- [ESTRATTO FORNITO]

————————

Premetto che la mia esperienza da maestro elementare è durata solo 3 anni e che i miei studi all’Università di Sociologia di Urbino rimasero praticamente in fase embrionale (2 anni) a causa soprattutto della mia grande passione per lo sport e per la montagna la quale mi portò a 23 anni a gestire un rifugio alpino (esperienza durata quasi 20 anni). Quindi le mie considerazioni sono quelle di un genitore e non di un esperto.
In questo periodo ho ripreso con fatica a seguire per brevi momenti il percorso scolastico di mio figlio (quarta elementare) e ho osservato e ascoltato diverse esperienze di bambini, genitori e insegnanti alle prese con la didattica a distanza.
Provo a fare qualche considerazione che spero possa essere utile.
Le difficoltà per i bambini sono tante e diverse a seconda delle famiglie in cui vivono. Queste differenze, già esistenti prima, adesso si sono acuite. Tanti bimbi per esempio avevano una conoscenza molto scarsa dei metodi informatici e non erano abituati ad utilizzare il computer. Molti altri non potevano e non possono contare sui genitori che magari non parlano italiano o che non sono in grado di spiegare argomenti che non conoscono, quindi senza la presenza delle maestre non se la cavano.
Nonostante gli sforzi encomiabili dell’istituzione scolastica e in particolare degli insegnanti che, oltre a doversi inventare un nuovo metodo di lavoro, spesso ricoprono anche il ruolo di genitore a tempo pieno, la didattica a distanza ha altri limiti importanti. Il ruolo dell’insegnante infatti va ben al di là della trasmissione di nozioni e non può essere sostituito da un video e dalle schede elettroniche da compilare.
Per questo è forse possibile portare a termine un programma scolastico ma non un progetto educativo e formativo, specie alle primarie. Il rischio enorme di questa situazione è che tanti bambini siano lasciati indietro e che il prossimo anno si ritrovino nella stessa classe due “fasce” di bambini: quelli che hanno avuto la possibilità di essere ben seguiti a casa e gli altri.

————————

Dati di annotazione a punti
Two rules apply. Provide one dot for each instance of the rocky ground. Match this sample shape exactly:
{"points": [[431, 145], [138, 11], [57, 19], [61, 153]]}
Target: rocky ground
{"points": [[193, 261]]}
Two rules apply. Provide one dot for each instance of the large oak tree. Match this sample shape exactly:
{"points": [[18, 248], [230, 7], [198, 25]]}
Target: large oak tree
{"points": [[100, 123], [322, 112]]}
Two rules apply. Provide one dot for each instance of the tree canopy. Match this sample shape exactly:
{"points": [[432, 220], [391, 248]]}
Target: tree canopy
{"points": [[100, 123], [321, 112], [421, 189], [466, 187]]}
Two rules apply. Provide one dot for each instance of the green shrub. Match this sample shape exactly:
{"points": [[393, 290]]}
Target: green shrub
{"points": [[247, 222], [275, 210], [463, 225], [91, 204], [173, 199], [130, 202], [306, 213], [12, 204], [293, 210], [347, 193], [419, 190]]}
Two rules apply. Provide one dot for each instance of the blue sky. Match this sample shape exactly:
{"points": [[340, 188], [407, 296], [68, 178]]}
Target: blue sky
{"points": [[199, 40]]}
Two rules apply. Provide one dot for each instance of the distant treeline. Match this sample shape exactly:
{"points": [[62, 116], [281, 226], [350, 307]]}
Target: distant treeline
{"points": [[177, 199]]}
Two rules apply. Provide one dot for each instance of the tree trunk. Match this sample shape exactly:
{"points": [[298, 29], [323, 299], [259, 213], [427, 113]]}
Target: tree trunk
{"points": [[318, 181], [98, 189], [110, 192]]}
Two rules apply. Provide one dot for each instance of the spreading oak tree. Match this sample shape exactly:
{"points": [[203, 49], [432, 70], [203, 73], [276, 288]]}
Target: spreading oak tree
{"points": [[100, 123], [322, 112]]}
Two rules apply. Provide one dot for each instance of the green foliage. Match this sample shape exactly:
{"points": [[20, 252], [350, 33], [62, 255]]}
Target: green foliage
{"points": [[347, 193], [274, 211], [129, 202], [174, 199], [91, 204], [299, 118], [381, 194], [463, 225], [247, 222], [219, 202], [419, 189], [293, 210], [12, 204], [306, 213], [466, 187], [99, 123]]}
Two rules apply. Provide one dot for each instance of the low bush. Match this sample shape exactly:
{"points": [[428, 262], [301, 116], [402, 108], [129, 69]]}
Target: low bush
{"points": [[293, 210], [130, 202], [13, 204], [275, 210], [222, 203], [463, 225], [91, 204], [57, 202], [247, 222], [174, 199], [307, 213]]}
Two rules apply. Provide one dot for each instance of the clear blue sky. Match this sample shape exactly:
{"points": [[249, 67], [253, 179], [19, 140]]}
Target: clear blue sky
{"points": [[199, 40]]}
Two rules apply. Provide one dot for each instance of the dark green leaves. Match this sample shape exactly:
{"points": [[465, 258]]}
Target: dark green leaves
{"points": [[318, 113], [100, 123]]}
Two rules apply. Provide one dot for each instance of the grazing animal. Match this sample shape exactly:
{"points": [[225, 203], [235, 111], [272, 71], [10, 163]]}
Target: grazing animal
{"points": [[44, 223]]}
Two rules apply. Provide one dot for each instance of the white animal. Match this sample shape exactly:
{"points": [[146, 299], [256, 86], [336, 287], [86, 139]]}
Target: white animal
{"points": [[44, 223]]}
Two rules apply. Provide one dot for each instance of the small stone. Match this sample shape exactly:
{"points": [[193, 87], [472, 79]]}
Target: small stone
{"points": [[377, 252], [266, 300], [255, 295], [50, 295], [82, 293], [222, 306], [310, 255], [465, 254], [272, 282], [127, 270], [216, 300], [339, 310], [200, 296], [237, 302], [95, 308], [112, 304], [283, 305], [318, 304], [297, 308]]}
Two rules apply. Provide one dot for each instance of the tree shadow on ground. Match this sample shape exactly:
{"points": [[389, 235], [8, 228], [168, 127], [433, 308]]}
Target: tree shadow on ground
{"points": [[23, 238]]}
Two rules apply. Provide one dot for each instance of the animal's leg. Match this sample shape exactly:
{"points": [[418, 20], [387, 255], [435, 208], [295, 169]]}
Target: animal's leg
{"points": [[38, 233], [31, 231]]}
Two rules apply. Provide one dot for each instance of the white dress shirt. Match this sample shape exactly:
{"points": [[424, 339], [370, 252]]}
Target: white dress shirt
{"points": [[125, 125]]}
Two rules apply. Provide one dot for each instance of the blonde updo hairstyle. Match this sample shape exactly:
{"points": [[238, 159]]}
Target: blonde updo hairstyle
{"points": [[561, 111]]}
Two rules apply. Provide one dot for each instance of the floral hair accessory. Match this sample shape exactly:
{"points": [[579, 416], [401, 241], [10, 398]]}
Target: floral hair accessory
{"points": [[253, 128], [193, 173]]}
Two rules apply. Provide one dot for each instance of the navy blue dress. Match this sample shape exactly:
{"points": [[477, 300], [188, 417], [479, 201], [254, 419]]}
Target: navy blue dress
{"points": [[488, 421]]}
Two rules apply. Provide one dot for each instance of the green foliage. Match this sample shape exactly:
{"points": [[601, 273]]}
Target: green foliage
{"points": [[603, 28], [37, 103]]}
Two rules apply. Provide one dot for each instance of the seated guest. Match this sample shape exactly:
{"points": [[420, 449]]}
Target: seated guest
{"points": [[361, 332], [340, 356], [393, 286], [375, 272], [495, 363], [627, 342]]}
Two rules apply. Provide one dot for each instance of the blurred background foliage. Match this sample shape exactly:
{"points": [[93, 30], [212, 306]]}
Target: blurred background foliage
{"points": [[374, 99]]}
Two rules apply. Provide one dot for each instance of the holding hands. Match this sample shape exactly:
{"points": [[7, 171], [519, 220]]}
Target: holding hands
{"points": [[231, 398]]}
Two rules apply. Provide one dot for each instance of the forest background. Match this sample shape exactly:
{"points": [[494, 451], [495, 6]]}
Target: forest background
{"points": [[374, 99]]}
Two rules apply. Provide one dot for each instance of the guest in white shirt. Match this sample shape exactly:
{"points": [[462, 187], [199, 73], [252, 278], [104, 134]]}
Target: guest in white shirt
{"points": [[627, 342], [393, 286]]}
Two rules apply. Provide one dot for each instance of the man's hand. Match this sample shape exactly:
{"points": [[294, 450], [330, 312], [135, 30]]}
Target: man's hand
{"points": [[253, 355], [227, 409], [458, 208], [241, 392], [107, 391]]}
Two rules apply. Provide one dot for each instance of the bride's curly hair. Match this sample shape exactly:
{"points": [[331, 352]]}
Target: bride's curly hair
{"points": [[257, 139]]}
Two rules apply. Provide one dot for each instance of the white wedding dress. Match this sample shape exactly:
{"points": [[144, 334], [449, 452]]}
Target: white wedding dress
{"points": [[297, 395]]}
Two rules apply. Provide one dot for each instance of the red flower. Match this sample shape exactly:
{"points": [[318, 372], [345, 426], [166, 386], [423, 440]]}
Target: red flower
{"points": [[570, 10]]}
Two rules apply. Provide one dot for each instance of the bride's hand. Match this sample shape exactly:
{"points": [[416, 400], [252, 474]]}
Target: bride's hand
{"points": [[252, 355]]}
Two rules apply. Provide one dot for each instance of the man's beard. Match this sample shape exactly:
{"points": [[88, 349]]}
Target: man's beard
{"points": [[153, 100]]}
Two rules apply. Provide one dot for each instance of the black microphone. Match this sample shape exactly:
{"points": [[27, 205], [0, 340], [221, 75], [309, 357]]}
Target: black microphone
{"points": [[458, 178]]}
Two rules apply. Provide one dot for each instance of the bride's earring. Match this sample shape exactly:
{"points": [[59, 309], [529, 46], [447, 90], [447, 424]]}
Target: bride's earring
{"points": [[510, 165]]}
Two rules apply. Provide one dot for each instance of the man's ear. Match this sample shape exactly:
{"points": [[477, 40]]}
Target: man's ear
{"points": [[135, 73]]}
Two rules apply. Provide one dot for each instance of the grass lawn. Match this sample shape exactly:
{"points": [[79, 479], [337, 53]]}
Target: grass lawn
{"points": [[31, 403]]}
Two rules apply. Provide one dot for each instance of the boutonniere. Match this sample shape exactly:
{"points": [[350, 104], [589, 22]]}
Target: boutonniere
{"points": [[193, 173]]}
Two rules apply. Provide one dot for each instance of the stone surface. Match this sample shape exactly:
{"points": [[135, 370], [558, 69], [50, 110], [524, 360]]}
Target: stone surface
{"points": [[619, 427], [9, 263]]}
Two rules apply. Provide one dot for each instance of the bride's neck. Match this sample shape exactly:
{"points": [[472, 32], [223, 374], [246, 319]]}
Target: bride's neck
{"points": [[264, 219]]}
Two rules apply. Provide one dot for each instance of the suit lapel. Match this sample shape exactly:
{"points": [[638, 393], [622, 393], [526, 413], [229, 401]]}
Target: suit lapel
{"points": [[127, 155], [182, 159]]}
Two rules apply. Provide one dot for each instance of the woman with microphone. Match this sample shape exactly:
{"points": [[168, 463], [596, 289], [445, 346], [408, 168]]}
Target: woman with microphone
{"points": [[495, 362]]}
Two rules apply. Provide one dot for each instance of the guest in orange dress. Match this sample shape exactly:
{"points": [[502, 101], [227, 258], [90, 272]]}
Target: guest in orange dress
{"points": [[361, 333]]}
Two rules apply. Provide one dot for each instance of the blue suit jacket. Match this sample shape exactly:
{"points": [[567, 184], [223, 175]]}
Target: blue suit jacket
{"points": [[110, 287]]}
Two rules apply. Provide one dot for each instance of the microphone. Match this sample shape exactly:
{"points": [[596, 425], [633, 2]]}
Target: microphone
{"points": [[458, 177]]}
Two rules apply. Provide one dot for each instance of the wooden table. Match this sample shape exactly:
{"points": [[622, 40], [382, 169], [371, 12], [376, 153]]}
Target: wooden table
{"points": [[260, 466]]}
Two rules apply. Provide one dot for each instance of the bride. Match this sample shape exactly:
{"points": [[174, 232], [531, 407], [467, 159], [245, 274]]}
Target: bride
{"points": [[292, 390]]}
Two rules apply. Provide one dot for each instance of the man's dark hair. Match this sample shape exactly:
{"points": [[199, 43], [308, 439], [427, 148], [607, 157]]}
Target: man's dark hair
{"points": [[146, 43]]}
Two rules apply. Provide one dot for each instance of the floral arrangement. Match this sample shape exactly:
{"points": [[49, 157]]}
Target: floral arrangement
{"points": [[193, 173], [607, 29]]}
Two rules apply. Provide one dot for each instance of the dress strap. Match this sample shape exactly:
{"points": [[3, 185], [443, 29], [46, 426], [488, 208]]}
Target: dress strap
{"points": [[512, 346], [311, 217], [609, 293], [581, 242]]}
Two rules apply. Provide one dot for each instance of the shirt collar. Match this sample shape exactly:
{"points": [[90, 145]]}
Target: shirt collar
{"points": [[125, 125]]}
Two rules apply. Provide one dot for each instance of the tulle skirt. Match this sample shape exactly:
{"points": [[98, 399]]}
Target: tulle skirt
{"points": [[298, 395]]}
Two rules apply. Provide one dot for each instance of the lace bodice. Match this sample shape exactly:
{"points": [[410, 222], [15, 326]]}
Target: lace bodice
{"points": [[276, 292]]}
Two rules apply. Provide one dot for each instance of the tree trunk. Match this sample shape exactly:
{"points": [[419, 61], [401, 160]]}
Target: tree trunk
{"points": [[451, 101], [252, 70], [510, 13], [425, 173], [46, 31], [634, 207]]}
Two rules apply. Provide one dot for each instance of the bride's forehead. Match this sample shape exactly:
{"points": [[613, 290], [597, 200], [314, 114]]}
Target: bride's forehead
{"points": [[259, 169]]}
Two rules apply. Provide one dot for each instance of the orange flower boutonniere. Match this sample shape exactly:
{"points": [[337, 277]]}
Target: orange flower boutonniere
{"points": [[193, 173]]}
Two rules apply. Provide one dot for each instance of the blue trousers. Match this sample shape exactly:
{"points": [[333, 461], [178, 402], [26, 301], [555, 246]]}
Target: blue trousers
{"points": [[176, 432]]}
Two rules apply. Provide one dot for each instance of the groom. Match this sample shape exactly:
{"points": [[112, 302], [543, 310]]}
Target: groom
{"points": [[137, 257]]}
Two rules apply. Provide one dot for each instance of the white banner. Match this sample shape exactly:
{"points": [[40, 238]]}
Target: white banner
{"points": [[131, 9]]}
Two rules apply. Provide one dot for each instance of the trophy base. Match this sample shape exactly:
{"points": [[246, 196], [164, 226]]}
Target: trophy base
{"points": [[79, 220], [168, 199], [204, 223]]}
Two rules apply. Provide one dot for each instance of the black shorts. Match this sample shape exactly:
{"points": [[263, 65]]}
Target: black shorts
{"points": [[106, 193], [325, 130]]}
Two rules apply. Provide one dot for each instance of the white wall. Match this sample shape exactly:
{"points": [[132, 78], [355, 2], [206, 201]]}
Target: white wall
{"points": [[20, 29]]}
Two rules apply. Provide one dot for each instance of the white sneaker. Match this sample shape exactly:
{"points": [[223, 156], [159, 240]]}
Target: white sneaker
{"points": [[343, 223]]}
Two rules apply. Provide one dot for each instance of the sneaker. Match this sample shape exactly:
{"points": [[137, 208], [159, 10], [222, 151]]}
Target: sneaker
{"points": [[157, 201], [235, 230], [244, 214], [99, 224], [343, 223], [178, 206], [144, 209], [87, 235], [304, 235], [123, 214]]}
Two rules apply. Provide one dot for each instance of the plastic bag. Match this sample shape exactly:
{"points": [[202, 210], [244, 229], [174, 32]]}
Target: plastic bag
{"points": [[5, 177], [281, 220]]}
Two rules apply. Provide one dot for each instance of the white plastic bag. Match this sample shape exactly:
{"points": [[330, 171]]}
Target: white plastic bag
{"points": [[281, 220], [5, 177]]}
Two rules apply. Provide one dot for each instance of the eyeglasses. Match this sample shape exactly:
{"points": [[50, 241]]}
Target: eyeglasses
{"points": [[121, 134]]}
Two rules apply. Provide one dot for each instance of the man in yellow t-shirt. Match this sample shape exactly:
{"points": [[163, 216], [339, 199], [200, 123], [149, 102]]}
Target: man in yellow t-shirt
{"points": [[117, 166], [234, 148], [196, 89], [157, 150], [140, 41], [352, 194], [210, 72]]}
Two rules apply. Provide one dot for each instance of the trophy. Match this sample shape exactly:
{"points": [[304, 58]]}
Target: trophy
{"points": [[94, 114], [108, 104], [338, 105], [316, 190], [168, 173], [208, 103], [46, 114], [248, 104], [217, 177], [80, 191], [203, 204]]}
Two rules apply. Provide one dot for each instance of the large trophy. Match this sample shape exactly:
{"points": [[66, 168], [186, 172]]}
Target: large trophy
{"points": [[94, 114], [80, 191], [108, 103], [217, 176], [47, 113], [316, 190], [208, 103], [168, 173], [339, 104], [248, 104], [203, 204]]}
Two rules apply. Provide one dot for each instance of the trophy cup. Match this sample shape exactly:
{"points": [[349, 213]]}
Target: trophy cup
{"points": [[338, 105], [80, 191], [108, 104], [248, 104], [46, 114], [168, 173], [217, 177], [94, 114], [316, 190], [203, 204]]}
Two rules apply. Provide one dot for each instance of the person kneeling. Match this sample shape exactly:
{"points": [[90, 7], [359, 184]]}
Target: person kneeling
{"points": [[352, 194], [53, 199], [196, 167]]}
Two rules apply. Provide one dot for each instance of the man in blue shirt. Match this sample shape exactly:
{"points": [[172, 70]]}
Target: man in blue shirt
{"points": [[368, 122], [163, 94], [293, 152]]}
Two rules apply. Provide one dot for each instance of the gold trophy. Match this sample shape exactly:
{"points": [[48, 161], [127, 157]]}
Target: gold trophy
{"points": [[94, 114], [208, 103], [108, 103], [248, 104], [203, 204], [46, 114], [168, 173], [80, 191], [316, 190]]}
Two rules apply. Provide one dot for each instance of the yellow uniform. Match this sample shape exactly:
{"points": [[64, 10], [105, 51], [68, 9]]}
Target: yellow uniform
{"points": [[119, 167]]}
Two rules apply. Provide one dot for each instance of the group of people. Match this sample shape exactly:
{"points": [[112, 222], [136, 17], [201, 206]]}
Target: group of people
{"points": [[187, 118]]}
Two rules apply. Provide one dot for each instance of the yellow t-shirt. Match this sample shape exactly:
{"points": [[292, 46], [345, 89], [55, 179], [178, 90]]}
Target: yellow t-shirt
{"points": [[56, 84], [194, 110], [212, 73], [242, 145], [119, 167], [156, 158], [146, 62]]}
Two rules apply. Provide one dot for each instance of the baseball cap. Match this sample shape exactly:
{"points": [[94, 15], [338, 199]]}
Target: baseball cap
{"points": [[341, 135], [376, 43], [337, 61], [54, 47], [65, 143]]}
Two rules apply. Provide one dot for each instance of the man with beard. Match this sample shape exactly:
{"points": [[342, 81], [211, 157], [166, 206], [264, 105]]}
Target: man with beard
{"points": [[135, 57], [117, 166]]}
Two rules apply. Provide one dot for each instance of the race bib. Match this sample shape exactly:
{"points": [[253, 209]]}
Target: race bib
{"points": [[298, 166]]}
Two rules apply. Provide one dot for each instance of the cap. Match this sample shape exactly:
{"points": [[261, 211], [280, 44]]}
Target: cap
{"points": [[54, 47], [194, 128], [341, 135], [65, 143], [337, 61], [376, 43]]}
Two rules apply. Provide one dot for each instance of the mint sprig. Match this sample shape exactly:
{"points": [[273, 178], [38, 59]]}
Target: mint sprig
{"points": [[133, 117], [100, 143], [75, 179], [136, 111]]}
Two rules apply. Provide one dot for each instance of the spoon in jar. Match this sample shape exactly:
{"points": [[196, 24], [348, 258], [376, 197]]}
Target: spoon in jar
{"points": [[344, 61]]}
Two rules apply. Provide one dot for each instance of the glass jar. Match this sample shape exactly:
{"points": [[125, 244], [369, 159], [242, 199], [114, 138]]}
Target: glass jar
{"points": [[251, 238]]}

————————

- [OBIETTIVO DEL COMPITO]
Nel testo sulla didattica a distanza, elenca le esperienze che chi scrive dichiara di aver vissuto in passato, indicando per ciascuna la durata riportata.

- [RISPOSTA AL COMPITO]
- Insegnamento come maestro elementare: 3 anni
- Studi all'Università di Sociologia di Urbino: 2 anni
- Gestione di un rifugio alpino: quasi 20 anni